Exercise objective:
Begin with the line that contains "Could you point out the basketball court" and transcribe each line after it, up to and including the last line of the listing below.
## Start Input
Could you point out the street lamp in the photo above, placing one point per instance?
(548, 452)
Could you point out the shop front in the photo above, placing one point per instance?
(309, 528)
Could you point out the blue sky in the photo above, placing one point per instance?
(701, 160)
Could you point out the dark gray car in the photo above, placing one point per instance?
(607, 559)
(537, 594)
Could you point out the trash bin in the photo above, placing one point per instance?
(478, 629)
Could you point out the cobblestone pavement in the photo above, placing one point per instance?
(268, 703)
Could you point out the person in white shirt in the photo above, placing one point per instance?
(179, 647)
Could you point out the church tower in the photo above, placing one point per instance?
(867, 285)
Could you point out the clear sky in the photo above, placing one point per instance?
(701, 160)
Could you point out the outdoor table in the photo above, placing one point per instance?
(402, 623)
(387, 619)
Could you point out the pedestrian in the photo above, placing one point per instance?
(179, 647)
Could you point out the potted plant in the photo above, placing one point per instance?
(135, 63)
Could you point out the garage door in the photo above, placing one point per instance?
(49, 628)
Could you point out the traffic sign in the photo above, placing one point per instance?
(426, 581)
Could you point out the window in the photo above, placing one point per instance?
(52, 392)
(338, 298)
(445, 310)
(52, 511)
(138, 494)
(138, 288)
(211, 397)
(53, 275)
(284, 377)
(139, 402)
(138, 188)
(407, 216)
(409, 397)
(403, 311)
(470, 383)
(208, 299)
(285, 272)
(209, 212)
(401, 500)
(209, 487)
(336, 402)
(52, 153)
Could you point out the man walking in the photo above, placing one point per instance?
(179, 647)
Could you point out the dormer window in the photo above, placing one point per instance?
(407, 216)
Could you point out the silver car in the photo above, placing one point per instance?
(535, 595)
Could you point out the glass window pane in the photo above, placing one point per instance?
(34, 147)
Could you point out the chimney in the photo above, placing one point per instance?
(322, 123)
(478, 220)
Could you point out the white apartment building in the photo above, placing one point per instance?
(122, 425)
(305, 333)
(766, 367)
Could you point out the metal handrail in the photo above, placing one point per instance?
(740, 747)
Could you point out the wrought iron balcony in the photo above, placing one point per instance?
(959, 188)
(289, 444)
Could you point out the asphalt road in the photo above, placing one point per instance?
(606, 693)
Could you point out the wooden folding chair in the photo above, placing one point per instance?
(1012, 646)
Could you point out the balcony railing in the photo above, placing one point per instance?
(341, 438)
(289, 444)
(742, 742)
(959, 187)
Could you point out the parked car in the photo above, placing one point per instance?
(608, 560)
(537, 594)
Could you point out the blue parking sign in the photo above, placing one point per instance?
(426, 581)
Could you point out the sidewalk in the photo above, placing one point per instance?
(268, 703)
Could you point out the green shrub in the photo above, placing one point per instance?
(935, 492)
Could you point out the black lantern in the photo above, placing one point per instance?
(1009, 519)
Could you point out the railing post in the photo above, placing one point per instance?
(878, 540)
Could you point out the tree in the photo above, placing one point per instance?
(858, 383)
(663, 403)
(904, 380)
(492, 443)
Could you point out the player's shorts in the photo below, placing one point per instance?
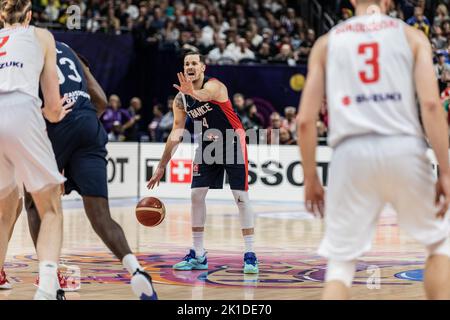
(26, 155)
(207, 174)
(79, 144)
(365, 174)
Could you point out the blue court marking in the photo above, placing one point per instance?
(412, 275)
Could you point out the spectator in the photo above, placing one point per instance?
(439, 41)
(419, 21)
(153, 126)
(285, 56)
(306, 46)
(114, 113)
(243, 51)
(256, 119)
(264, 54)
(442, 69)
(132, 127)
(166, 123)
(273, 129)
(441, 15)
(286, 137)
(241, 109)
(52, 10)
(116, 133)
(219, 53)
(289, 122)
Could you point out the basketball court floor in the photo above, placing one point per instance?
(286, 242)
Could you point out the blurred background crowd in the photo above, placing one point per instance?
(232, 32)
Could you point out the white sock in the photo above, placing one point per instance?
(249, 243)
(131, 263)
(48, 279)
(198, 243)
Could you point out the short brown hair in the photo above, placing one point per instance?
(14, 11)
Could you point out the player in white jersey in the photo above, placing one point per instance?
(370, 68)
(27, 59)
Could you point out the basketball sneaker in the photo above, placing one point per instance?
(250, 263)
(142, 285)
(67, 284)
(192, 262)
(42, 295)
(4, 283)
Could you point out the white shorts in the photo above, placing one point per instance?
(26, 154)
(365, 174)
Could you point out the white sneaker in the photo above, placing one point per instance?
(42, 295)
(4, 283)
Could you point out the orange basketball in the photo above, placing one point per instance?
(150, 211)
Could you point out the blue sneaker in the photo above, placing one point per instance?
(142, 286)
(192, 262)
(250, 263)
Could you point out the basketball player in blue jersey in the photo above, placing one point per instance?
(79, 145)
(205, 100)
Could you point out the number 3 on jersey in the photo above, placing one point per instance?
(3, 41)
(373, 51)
## End Input
Solution for this problem:
Could you point out the basketball court floor in the photo above, placing one point per instance?
(286, 242)
Could you point out the blurred background crowd in the photo above, placing one point per instance?
(232, 32)
Could you point out the white sock in the photo above, placing one point per instance?
(249, 243)
(131, 263)
(48, 279)
(198, 243)
Could you point out the short brown hair in the photo above, placing one point per instance?
(14, 11)
Could you point out the player in white jersey in the photo above, placing one point per instance?
(370, 68)
(27, 59)
Could you point out the basketball sneaker in the photo above, placing one point per instance?
(250, 263)
(142, 285)
(67, 284)
(192, 262)
(42, 295)
(4, 283)
Could you point out the white shorts in the photo above, placing one point per instance?
(26, 154)
(365, 174)
Could you point out the white sneaker in the photo above, placing one point per instance?
(42, 295)
(4, 283)
Could you point out the orange basketball in the photo above, placing one point per instance?
(150, 211)
Could you point out the blue sneaker in the photo above, placing one point per instance?
(142, 286)
(192, 262)
(250, 263)
Could you point out the basketball player in blue jersey in the photo above, placing one point per instance?
(79, 145)
(205, 100)
Could you point out the number 3 on jersey in the photo above, placing one point per instance?
(3, 41)
(373, 51)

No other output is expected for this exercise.